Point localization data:
•••

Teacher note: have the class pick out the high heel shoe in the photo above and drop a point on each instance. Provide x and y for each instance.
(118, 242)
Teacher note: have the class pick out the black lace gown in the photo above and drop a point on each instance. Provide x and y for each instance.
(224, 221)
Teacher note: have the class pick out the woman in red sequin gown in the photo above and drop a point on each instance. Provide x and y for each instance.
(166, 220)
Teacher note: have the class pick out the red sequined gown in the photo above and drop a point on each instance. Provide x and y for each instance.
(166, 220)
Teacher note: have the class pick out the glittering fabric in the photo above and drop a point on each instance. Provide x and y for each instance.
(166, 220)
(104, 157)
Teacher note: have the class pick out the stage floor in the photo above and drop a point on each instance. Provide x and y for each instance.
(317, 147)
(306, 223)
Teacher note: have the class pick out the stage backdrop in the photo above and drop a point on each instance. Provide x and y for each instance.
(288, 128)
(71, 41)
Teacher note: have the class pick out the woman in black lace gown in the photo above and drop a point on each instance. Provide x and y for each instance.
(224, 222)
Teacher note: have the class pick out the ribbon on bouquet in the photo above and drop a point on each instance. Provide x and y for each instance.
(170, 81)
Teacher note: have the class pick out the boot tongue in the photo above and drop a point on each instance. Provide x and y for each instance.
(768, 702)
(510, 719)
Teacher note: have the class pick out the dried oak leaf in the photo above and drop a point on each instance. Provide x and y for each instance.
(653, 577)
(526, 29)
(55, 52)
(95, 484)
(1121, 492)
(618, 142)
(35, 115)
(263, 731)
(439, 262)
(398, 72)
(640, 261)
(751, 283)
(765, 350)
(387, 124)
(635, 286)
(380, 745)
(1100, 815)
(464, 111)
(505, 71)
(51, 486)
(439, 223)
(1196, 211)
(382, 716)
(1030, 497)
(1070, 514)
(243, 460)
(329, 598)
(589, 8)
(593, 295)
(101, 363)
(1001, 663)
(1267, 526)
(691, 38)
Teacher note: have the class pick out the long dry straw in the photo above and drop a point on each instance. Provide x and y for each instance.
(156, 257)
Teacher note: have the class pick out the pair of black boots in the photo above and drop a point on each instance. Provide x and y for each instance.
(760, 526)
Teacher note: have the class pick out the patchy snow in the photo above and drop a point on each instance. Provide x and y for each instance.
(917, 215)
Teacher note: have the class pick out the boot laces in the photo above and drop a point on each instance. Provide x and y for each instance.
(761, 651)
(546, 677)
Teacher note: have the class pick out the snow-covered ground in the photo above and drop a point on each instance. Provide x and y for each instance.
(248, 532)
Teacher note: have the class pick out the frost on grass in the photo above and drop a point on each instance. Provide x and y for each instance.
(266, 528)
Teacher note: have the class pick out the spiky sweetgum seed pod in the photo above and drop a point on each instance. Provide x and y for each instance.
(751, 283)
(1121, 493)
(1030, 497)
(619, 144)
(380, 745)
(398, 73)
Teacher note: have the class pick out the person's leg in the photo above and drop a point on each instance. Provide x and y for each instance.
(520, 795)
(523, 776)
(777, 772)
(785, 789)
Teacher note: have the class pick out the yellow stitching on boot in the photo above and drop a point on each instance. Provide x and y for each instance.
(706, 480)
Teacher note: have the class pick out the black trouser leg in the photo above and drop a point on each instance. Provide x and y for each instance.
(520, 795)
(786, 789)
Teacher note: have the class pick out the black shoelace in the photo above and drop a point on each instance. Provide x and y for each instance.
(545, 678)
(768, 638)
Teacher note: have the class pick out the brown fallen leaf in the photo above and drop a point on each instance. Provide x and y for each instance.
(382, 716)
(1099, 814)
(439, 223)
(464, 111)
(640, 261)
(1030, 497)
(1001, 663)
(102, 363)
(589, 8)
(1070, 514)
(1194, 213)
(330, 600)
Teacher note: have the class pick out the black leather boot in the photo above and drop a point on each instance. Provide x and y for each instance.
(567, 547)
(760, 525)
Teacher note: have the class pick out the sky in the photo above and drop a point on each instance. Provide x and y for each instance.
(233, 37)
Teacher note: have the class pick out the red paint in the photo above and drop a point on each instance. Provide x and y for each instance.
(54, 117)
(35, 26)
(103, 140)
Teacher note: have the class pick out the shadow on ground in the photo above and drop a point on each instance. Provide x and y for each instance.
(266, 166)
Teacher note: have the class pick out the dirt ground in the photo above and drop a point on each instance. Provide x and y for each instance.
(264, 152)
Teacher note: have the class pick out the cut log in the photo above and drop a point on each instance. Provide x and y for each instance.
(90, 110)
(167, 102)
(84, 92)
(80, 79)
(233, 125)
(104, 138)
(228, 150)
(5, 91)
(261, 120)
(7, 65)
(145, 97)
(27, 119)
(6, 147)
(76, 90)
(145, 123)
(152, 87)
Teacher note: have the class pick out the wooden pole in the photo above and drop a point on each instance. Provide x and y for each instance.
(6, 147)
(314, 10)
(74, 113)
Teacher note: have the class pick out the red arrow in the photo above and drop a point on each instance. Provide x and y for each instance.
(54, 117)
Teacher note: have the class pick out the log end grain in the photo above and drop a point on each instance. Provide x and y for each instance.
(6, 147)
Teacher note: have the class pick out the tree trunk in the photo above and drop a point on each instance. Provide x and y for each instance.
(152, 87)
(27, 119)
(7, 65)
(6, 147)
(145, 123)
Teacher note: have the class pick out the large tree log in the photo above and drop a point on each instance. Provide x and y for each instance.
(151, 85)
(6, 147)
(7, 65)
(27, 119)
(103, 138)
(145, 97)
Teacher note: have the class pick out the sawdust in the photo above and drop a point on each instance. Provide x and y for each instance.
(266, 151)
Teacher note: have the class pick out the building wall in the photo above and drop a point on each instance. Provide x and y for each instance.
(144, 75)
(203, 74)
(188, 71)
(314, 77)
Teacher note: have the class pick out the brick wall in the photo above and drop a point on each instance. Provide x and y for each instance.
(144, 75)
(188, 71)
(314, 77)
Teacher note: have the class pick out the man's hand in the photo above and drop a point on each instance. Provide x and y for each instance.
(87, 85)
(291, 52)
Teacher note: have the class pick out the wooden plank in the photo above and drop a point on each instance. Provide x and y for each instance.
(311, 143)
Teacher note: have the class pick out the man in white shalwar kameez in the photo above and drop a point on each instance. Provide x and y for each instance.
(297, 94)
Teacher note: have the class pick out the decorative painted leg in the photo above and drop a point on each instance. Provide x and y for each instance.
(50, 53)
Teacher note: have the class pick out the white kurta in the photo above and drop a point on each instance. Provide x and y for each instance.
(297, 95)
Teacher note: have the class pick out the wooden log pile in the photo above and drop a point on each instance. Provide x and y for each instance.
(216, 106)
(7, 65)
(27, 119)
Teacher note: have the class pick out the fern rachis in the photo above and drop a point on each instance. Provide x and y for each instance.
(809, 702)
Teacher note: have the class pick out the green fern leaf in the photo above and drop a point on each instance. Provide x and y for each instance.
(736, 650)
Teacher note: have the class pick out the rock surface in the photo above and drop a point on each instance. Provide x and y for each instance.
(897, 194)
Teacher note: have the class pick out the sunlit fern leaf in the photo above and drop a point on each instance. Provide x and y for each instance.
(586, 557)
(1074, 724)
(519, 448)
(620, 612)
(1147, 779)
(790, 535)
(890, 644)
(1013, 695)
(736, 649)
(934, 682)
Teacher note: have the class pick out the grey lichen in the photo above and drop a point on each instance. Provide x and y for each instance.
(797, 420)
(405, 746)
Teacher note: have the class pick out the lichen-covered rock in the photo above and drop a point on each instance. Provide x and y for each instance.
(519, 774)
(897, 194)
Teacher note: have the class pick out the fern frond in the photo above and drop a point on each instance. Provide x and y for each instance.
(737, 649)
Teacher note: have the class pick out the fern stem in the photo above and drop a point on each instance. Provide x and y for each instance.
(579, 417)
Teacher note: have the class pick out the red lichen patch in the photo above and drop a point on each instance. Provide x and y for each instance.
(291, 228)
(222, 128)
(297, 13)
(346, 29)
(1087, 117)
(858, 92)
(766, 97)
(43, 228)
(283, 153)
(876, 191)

•••

**About this task:** Produce an exact copy of each line from the one holding "Teacher note: have the class pick out the grey" through the last line of the records, both included, and nothing more.

**Answer area:**
Teacher note: have the class pick out the grey lichen in the photo above and drop a point on each instance. Provide x and y for each instance.
(797, 420)
(405, 746)
Teacher note: have the class pick out the lichen-covered rock in the photo above and drop a point on each instance. Provide x and y for each instance.
(519, 774)
(897, 194)
Teacher note: have the class pick out the fern frond in the photo above and drop a point on each instance. Provide x and y for each instance.
(737, 649)
Teacher note: have the class pick out the fern stem in the photo above and drop a point on each instance. Provide x and y for each instance.
(579, 417)
Teacher note: have the class pick out the red lichen patch in the photo above and drop a point on each instance. Provide x and y for each instance.
(291, 228)
(222, 128)
(297, 13)
(346, 29)
(1087, 117)
(858, 92)
(766, 97)
(43, 228)
(283, 153)
(876, 191)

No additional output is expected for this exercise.